▸ Task goal
Starting with the line that contains "Reviewer note: check that each instance of the crocheted", write out each line through the end of the listing, unchanged. Output nothing else.
═══ Dataset extract ═══
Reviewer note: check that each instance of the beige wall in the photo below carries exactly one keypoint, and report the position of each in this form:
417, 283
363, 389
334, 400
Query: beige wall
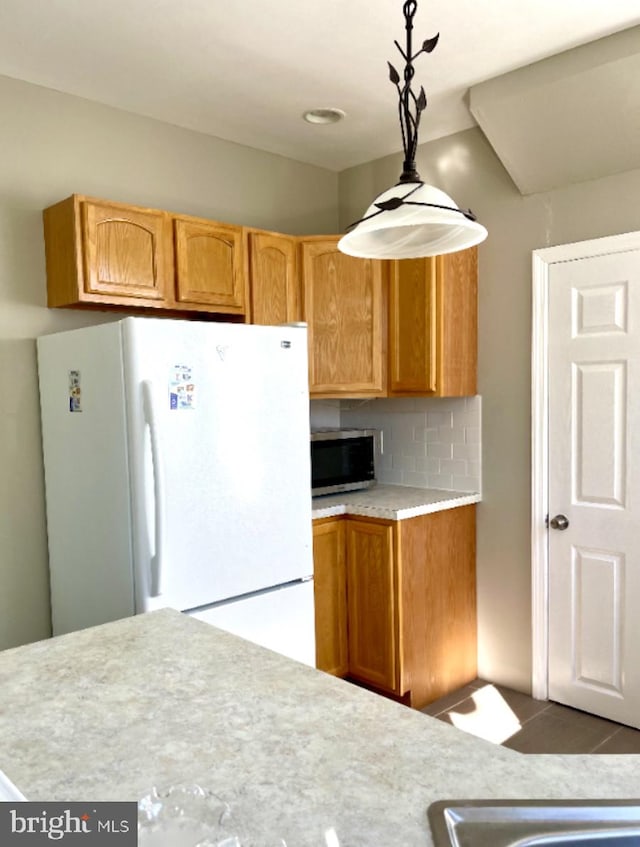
465, 166
52, 145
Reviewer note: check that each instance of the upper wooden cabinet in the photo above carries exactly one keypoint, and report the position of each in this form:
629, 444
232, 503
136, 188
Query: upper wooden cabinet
433, 329
210, 264
344, 307
274, 279
100, 253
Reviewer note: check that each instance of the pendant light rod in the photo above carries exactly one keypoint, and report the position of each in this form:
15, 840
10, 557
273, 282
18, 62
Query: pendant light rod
411, 219
410, 119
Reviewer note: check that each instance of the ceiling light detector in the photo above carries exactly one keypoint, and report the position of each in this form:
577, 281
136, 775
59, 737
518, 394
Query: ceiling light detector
324, 116
411, 219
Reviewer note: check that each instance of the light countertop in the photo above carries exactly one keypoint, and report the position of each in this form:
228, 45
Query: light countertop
162, 698
392, 502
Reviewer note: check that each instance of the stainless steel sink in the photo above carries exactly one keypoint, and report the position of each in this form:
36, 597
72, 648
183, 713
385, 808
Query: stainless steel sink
535, 823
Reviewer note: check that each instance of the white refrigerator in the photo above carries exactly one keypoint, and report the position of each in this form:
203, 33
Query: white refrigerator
177, 473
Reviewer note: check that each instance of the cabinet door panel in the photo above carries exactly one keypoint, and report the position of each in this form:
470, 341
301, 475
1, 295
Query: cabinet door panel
126, 251
209, 267
412, 307
273, 278
330, 585
457, 275
371, 599
343, 305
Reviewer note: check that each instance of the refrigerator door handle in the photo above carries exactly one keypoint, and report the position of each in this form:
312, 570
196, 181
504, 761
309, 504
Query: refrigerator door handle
157, 560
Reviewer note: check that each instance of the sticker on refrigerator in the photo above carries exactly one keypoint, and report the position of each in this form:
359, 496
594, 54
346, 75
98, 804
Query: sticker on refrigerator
75, 392
182, 389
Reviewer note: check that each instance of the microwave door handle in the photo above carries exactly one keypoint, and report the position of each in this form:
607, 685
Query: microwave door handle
151, 419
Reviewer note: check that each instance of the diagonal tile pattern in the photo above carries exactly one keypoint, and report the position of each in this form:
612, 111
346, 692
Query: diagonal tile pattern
521, 723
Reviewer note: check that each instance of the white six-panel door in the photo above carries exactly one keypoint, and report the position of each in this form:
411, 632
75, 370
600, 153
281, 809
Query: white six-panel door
594, 482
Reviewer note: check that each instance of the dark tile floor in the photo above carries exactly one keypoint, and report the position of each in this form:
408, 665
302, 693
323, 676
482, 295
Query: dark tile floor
517, 721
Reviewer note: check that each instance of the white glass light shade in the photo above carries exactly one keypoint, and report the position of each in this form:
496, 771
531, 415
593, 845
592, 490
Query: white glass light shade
409, 231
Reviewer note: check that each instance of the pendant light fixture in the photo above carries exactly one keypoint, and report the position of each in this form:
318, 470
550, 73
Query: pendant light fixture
412, 219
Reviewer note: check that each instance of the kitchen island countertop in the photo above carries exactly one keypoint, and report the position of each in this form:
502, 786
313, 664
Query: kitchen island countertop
162, 698
391, 502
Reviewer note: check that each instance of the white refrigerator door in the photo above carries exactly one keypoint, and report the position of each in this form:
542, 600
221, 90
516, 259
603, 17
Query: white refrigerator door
281, 620
218, 421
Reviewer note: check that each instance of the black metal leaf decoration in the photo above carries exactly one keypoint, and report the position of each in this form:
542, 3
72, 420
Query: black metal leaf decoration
430, 44
394, 76
390, 205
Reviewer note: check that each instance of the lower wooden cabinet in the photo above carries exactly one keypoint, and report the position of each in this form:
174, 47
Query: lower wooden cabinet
371, 603
408, 625
330, 587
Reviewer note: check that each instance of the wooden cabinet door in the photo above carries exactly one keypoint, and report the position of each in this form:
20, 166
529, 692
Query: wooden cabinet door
457, 296
412, 326
330, 589
372, 604
433, 332
273, 278
343, 306
210, 264
127, 252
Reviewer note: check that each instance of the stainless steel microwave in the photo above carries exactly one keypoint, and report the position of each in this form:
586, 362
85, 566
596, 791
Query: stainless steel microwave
342, 460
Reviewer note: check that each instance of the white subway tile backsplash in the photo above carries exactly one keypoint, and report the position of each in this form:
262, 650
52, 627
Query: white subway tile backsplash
471, 452
324, 414
441, 481
451, 434
416, 479
403, 463
429, 442
428, 465
472, 434
454, 468
440, 450
439, 419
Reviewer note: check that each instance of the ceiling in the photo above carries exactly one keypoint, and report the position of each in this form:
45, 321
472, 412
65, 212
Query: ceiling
247, 71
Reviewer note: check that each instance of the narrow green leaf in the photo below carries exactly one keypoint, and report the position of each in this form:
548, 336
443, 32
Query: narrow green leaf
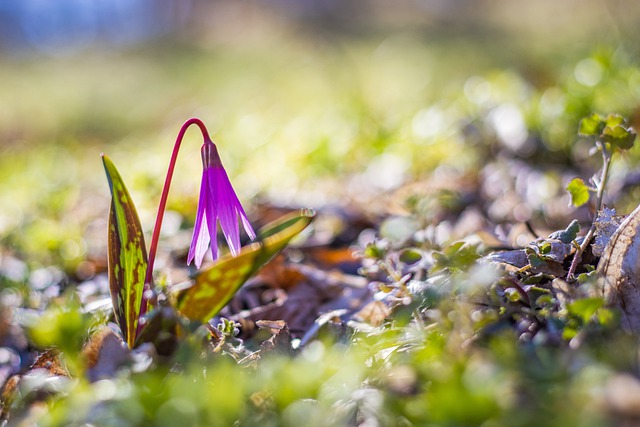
214, 287
567, 235
579, 192
127, 255
585, 308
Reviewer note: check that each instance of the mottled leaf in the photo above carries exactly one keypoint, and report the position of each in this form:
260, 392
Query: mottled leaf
567, 235
214, 287
127, 256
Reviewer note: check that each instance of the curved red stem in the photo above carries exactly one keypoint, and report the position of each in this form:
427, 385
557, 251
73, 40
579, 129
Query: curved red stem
163, 198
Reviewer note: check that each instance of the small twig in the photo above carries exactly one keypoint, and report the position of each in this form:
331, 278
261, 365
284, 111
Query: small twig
600, 185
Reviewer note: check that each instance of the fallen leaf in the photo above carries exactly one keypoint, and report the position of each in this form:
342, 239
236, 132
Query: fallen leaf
620, 269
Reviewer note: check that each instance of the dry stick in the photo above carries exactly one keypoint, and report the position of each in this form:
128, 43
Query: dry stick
606, 157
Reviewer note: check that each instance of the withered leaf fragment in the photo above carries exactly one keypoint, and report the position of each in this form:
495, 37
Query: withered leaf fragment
619, 268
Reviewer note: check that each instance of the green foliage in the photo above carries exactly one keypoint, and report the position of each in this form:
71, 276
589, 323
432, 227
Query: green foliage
127, 257
213, 287
579, 192
613, 130
567, 235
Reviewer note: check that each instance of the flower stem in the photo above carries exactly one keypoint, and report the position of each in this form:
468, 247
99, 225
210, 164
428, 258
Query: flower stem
165, 193
600, 186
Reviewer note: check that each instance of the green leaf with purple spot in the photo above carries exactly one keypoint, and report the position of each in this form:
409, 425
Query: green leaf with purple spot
127, 256
214, 287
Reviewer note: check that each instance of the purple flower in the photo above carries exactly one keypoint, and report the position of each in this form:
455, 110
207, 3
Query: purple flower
218, 202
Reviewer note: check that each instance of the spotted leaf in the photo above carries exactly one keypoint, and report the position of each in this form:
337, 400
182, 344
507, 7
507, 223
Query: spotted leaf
214, 287
127, 256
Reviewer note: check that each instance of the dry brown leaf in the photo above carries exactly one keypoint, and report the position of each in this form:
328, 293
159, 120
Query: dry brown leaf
620, 269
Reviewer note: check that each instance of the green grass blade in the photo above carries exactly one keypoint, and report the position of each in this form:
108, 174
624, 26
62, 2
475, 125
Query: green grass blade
127, 255
215, 286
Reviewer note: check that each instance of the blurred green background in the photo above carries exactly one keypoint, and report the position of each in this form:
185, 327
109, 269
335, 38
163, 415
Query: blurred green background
312, 103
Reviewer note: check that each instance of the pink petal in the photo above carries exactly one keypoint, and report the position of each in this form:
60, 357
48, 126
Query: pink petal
200, 240
225, 202
211, 214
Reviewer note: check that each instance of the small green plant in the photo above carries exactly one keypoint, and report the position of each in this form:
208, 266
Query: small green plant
610, 134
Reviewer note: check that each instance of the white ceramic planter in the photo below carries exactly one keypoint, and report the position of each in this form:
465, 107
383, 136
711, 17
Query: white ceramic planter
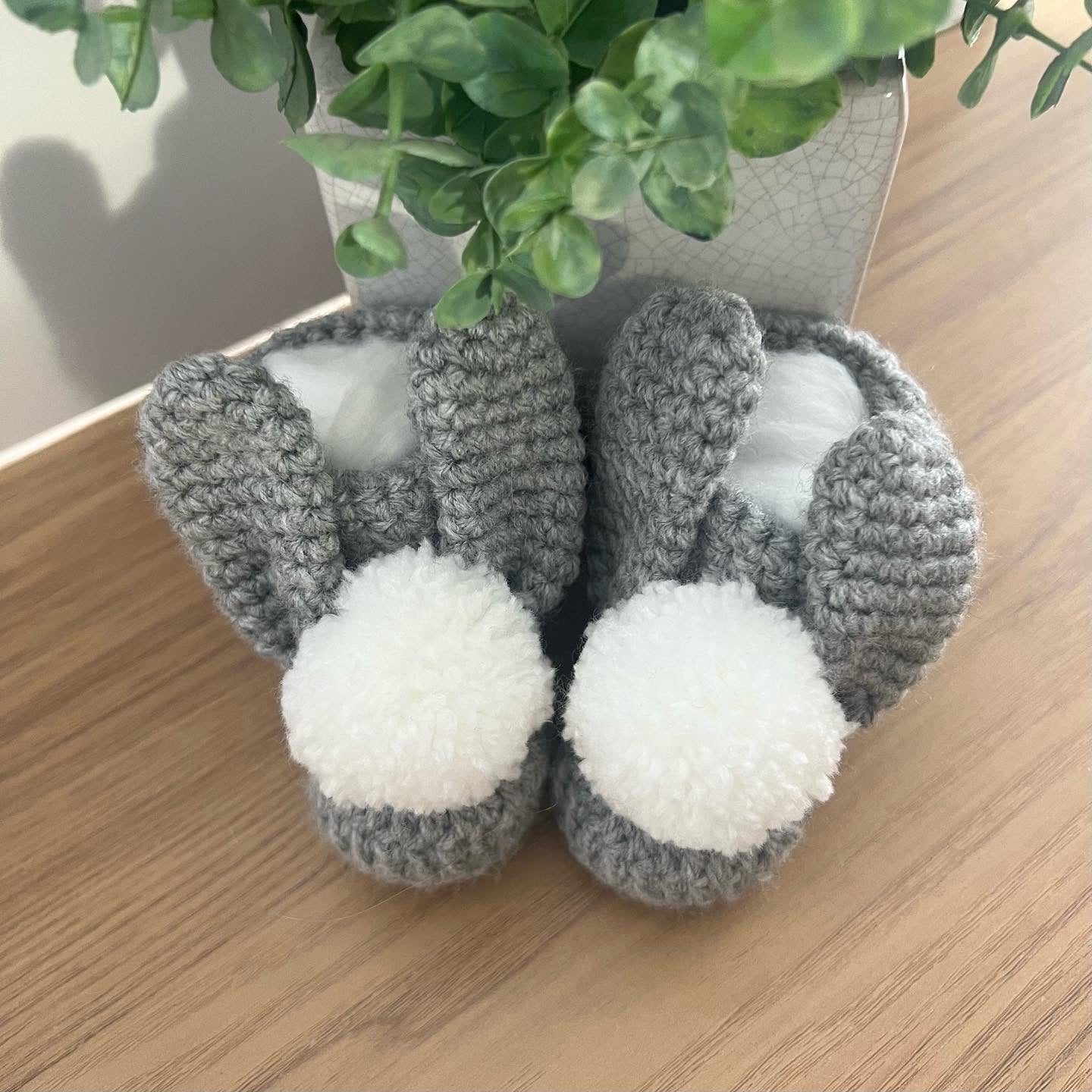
801, 236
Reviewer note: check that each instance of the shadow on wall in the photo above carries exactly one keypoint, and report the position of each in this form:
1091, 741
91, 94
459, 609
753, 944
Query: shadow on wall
224, 237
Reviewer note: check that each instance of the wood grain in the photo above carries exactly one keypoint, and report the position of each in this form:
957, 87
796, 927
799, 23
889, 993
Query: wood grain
169, 921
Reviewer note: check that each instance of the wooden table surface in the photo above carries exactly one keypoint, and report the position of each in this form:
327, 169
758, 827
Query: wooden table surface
169, 921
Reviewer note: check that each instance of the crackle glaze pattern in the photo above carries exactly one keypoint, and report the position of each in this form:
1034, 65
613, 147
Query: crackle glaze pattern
799, 238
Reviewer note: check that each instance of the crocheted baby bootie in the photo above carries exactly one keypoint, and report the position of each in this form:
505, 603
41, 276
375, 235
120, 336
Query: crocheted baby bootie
388, 509
780, 540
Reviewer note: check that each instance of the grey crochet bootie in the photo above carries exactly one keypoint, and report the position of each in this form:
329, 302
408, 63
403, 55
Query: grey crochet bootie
388, 509
780, 541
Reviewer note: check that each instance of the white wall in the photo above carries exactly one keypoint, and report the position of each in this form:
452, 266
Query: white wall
═══
▸ Correct answer
Reviewer note: check that each instance of the crocheted baby bootie in the photo above carries exactly one keypoint, and report the position of each in this form:
505, 603
41, 276
375, 235
120, 336
Query: crocheted baby bootie
388, 509
780, 540
Reviewer note: check that each instance of the grey crochet bootie in the photo above carries exactly one keypoint, and report the position of each in this form:
329, 302
408, 63
403, 55
Query: grey crochet bootie
388, 509
780, 541
Reviewer note: check that each instance of the white wall in the photo above carries exactly one keypoint, and report the position of each in this form:
452, 266
Query: white wall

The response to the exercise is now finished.